Material provided |
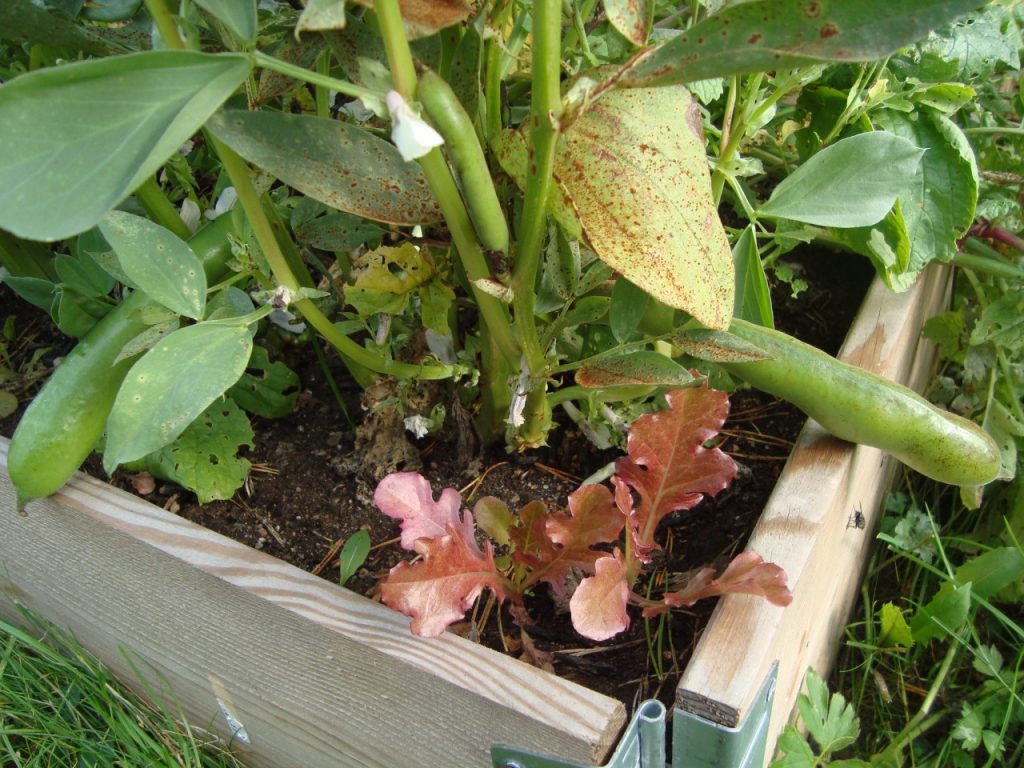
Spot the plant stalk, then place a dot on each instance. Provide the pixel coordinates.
(153, 199)
(238, 171)
(165, 24)
(546, 108)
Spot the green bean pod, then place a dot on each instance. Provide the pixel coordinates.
(466, 156)
(860, 407)
(66, 419)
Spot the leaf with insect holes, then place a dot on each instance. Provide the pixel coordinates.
(439, 589)
(408, 497)
(598, 605)
(747, 574)
(551, 545)
(668, 466)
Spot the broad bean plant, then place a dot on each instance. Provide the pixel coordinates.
(543, 204)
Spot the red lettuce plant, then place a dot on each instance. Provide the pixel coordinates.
(605, 532)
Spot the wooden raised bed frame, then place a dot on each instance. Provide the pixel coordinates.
(318, 676)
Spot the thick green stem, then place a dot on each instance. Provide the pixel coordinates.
(161, 210)
(238, 171)
(468, 248)
(546, 109)
(165, 23)
(399, 56)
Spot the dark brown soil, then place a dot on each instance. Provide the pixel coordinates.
(311, 487)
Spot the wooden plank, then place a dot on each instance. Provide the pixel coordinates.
(318, 676)
(806, 527)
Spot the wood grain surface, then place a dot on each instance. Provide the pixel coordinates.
(316, 675)
(809, 526)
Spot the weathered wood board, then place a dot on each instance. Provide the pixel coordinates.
(316, 675)
(810, 527)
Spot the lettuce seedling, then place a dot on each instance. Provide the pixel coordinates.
(607, 532)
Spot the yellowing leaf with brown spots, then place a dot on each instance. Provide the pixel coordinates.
(631, 17)
(633, 173)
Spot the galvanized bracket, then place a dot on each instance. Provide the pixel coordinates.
(704, 743)
(642, 745)
(696, 742)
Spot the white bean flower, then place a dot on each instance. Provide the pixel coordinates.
(411, 133)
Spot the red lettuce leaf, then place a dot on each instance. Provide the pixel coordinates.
(598, 605)
(747, 574)
(668, 466)
(439, 589)
(409, 498)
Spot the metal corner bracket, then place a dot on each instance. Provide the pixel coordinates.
(696, 742)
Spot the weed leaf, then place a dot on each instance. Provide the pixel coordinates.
(833, 722)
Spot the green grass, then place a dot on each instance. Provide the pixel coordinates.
(60, 707)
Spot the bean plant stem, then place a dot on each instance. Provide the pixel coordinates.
(442, 184)
(546, 105)
(153, 199)
(238, 171)
(165, 23)
(399, 56)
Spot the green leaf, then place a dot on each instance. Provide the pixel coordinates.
(333, 162)
(887, 245)
(636, 368)
(353, 554)
(338, 231)
(270, 390)
(77, 313)
(631, 17)
(171, 385)
(753, 294)
(111, 10)
(989, 572)
(238, 15)
(79, 138)
(944, 613)
(968, 728)
(24, 22)
(627, 309)
(36, 291)
(320, 15)
(83, 274)
(765, 35)
(204, 459)
(385, 276)
(1001, 322)
(895, 630)
(158, 262)
(988, 660)
(833, 722)
(796, 752)
(632, 172)
(979, 42)
(8, 403)
(718, 346)
(938, 202)
(853, 182)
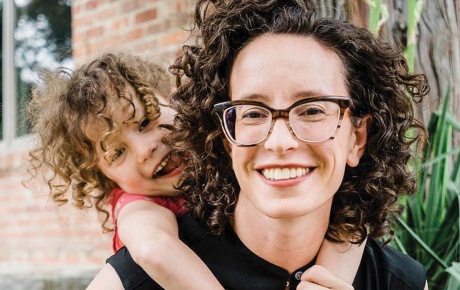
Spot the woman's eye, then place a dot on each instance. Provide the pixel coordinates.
(254, 114)
(143, 124)
(314, 111)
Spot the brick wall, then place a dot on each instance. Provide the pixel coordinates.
(33, 231)
(143, 26)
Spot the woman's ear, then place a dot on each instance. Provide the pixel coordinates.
(359, 140)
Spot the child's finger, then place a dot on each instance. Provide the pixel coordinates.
(318, 277)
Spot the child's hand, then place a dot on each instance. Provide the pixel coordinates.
(318, 277)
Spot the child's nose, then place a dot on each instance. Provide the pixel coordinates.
(145, 151)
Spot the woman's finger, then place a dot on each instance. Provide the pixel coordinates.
(321, 278)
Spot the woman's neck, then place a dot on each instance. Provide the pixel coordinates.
(289, 243)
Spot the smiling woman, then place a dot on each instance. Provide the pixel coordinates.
(288, 168)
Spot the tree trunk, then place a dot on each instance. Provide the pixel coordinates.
(438, 43)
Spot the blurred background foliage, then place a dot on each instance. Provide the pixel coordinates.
(428, 34)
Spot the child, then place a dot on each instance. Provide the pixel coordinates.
(101, 131)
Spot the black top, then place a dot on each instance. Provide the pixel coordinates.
(236, 267)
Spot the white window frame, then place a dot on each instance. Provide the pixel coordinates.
(10, 140)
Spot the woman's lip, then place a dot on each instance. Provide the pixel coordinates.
(285, 182)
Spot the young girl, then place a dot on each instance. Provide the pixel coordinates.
(101, 131)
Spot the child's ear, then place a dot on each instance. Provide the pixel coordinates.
(359, 140)
(227, 146)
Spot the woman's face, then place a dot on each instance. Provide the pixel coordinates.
(278, 70)
(136, 158)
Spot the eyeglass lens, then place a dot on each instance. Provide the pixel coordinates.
(310, 122)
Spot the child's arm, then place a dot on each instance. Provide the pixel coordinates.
(106, 279)
(150, 233)
(342, 259)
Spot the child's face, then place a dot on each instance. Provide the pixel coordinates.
(136, 157)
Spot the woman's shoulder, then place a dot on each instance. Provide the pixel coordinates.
(384, 267)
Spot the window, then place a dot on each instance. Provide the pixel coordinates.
(34, 34)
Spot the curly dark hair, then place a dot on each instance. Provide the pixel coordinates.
(377, 78)
(62, 107)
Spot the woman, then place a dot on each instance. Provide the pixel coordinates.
(313, 142)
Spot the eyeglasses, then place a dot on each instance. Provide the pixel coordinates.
(312, 120)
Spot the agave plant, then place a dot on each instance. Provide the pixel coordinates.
(430, 224)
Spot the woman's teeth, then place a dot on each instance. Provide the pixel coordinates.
(284, 173)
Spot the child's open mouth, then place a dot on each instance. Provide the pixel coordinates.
(169, 164)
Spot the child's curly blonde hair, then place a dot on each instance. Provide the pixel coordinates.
(66, 103)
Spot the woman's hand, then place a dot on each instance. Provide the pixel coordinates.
(318, 277)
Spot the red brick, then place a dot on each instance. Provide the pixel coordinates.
(145, 16)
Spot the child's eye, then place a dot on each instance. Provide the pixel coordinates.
(143, 124)
(113, 155)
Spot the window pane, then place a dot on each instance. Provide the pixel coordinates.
(1, 70)
(43, 40)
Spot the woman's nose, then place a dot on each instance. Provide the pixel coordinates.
(281, 138)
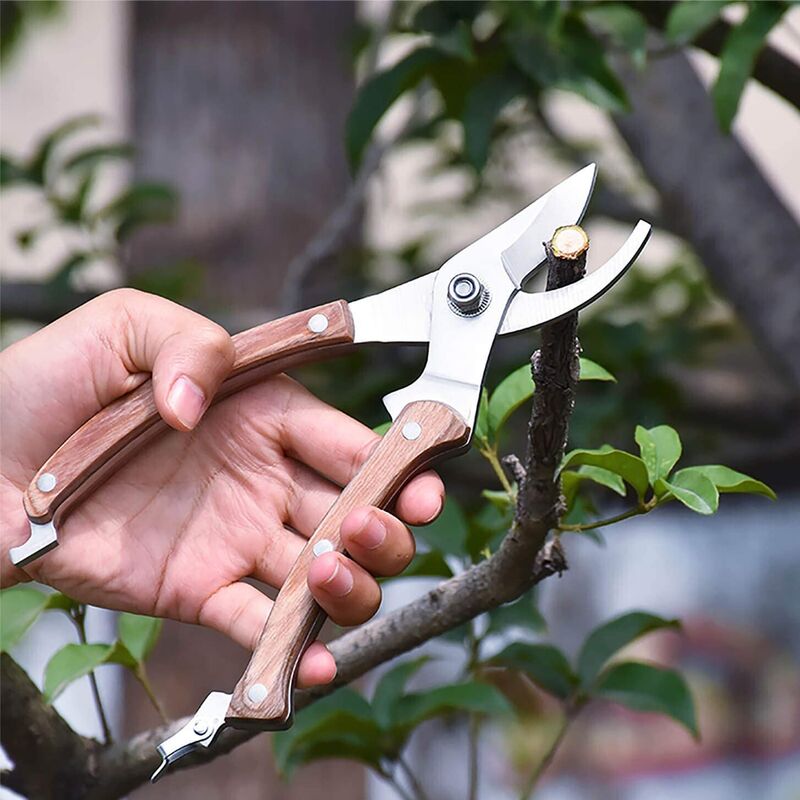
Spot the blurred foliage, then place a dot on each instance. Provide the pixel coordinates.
(470, 61)
(71, 180)
(17, 18)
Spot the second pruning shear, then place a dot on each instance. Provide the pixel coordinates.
(457, 310)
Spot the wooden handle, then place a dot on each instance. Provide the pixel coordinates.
(114, 434)
(424, 431)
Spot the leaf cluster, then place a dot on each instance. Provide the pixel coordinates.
(475, 62)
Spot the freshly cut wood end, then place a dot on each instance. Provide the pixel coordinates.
(569, 242)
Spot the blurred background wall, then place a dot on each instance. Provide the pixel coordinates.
(241, 106)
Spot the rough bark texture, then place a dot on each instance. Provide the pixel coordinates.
(241, 106)
(772, 69)
(714, 196)
(522, 560)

Directions for this task |
Rewrite every item above, replacing "place a dot" with "put a marker" and changing nothing else. Leave out the pictures.

Correct answer |
Spot the plant stalk, then put a marker on each instance. Provide the pixel coordinates.
(153, 199)
(238, 171)
(165, 24)
(546, 108)
Spot the green bean pod, then put a marker on each instance. Provide the pixel coordinates.
(466, 156)
(860, 407)
(66, 419)
Spot the leaf with insect holes, then put a marker on each instance. Provide the pixel coordinates.
(439, 589)
(408, 497)
(598, 605)
(747, 574)
(551, 545)
(668, 466)
Spot the broad bean plant, then put a marker on each instance. Provide the pixel coordinates.
(543, 204)
Spot the red lettuce plant, then put a marker on each instance. Provide the pixel coordinates.
(605, 532)
Spot the wooden raised bed frame, then put a marker on each instance. Provide the pixel coordinates.
(318, 676)
Spot the thick green stem, then put a marker on each instance. Provide the pixel coordinates.
(161, 210)
(238, 171)
(468, 248)
(546, 109)
(165, 23)
(399, 56)
Spot the dark brown soil, then put a marker on each instance. Provide the pixel coordinates.
(311, 487)
Spot the wooden plank, then put a marker on each instance. Provide the pixel coordinates.
(318, 676)
(806, 527)
Spot the wood grain surface, then put a marker on each instance. Provide the pixel coordinates.
(316, 675)
(809, 526)
Spot the weathered wood board, then put a marker on each instance. Provide the pixel coordinates.
(316, 675)
(810, 527)
Spot the lettuce seedling, then put a marker on each instance. Provide the pixel coordinates.
(607, 532)
Spot the yellowing leaf with brown spots, then put a marker on each instance. Provide the pixel coordinates.
(631, 17)
(633, 173)
Spot the galvanized bracket, then put a marker on each instance. Provide the pixel coordinates.
(704, 743)
(642, 745)
(696, 742)
Spot the white bean flower, then put a marker on each instance. Provide the pixel coordinates.
(411, 133)
Spot the red lettuce leaf, then put a marker on each instance. Provide the pixel coordinates.
(598, 605)
(747, 574)
(668, 466)
(439, 589)
(409, 498)
Spot the metal corner bracket, then put a marker on each instance. Provide the pixel coordinates.
(696, 742)
Spot the weed leaf, then put a marker on each instance. Provide the pixel coordinates.
(833, 722)
Spot the green grass, then put a marker on each instance. Provide the pixel coordinates.
(60, 707)
Spot the bean plant stem, then put a marker on each instance. Provide the pixel coordinates.
(442, 184)
(546, 105)
(153, 199)
(238, 171)
(165, 23)
(399, 56)
Spot the green leaf, then put a marker on each instance. Provide the pixel coordinates.
(333, 162)
(887, 245)
(636, 368)
(353, 554)
(338, 231)
(270, 390)
(77, 313)
(631, 17)
(171, 385)
(753, 294)
(111, 10)
(989, 572)
(238, 15)
(79, 138)
(944, 613)
(968, 728)
(24, 22)
(627, 309)
(36, 291)
(320, 15)
(83, 274)
(765, 35)
(204, 459)
(385, 276)
(1001, 322)
(895, 630)
(158, 262)
(988, 660)
(833, 722)
(796, 752)
(632, 172)
(979, 42)
(8, 403)
(718, 346)
(938, 202)
(853, 182)
Spot the woman's eye, then put a marker on each instance. Provide the pixel coordinates.
(254, 114)
(143, 124)
(314, 111)
Spot the brick wall, then put a marker on each instance. Provide the pixel coordinates.
(33, 231)
(143, 26)
Spot the woman's ear, then put a marker on each instance. Provide the pixel coordinates.
(359, 140)
Spot the child's finger, then put a marker on each instance. Provide the pixel coordinates.
(318, 277)
Spot the child's hand, then put a marker on each instance. Provide the pixel coordinates.
(318, 277)
Spot the child's nose, then put a marker on each instance. Provide the pixel coordinates.
(145, 151)
Spot the woman's finger, then put a marker on each instance. Provide the pixel coordinates.
(321, 278)
Spot the woman's neck, then put a marker on each instance. Provide the pixel coordinates.
(289, 243)
Spot the smiling woman, then put a marker on each instance. Provide the pixel coordinates.
(288, 168)
Spot the tree trunk, then put a marker on each instance. Provide the pixel coordinates.
(438, 43)
Spot the blurred background foliage, then put a marker on each instance. Provide the pixel coordinates.
(428, 34)
Spot the child, then put a marker on each instance. Provide the pixel coordinates.
(101, 131)
Spot the black top, then put a marker on each instance. Provide the pixel coordinates.
(236, 267)
Spot the white window frame, then put a marker on each instance. Provide the pixel coordinates.
(10, 140)
Spot the woman's lip, then put a marker on each instance. Provide the pixel coordinates.
(285, 182)
Spot the young girl, then put a marker on each instance. Provide the pixel coordinates.
(101, 131)
Spot the child's ear, then put a marker on each instance. Provide the pixel coordinates.
(359, 140)
(227, 146)
Spot the woman's face, then put a marker on each instance. Provide the pixel coordinates.
(278, 70)
(136, 158)
Spot the eyeglass lens, then put a marker on each instance. Provide the pixel coordinates.
(310, 122)
Spot the child's arm, then put a marker on each instance. Provide the pixel coordinates.
(106, 279)
(150, 233)
(342, 259)
Spot the child's face, then put a marker on each instance. Provide the pixel coordinates.
(136, 157)
Spot the woman's shoulder, then put a marker on each instance. Provide the pixel coordinates.
(384, 267)
Spot the window, then put a marker on each instance. Provide the pixel coordinates.
(34, 34)
Spot the curly dark hair, then put a marker on each instance. Provide the pixel coordinates.
(377, 78)
(62, 107)
Spot the woman, then put a marker on each instance. Provide the pixel coordinates.
(313, 142)
Spot the eyeglasses, then put a marker on each instance. Provide the pixel coordinates.
(312, 120)
Spot the agave plant, then put a marker on each instance. Provide the pixel coordinates.
(430, 224)
Spot the woman's teeth, then put a marker on each instance. Provide the pixel coordinates.
(284, 173)
Spot the child's open mouth, then put a marker on each instance. Provide the pixel coordinates.
(169, 164)
Spot the child's curly blonde hair, then put a marker on each instance. Provide the pixel coordinates.
(66, 103)
Spot the woman's hand, then put a marker on each instance. Provide the pixel coordinates.
(318, 277)
Spot the red brick, then put a marker on each instance. Provide the pixel coordinates.
(145, 16)
Spot the child's eye, then put a marker on each instance. Provide the pixel coordinates.
(143, 124)
(113, 155)
Spot the window pane, then put a marker on each instance. Provide the pixel coordinates.
(1, 70)
(43, 40)
Spot the woman's nose, then put a marker on each instance. Provide the pixel coordinates.
(281, 138)
Spot the blurred foliage, then put a marker on each instance. Provide the pixel coordinates.
(470, 61)
(71, 180)
(17, 18)
Spot the second pruning shear, then put a marker on each instance. Provide the pixel coordinates.
(457, 310)
Spot the wooden handle, then put a marker on each instance. Provide the pixel coordinates.
(114, 434)
(424, 431)
Spot the leaf cluster, then put a marker on each instance. Provide the pixel coordinates.
(475, 62)
Spot the freshly cut wood end, then put a marker on each instance. Provide the pixel coordinates.
(569, 242)
Spot the blurred background wall, then put a marker on each instance. Provide the pixel coordinates.
(241, 106)
Spot the rough bark texture, then put a marker on each instance. Provide the pixel coordinates.
(241, 106)
(772, 69)
(714, 196)
(522, 560)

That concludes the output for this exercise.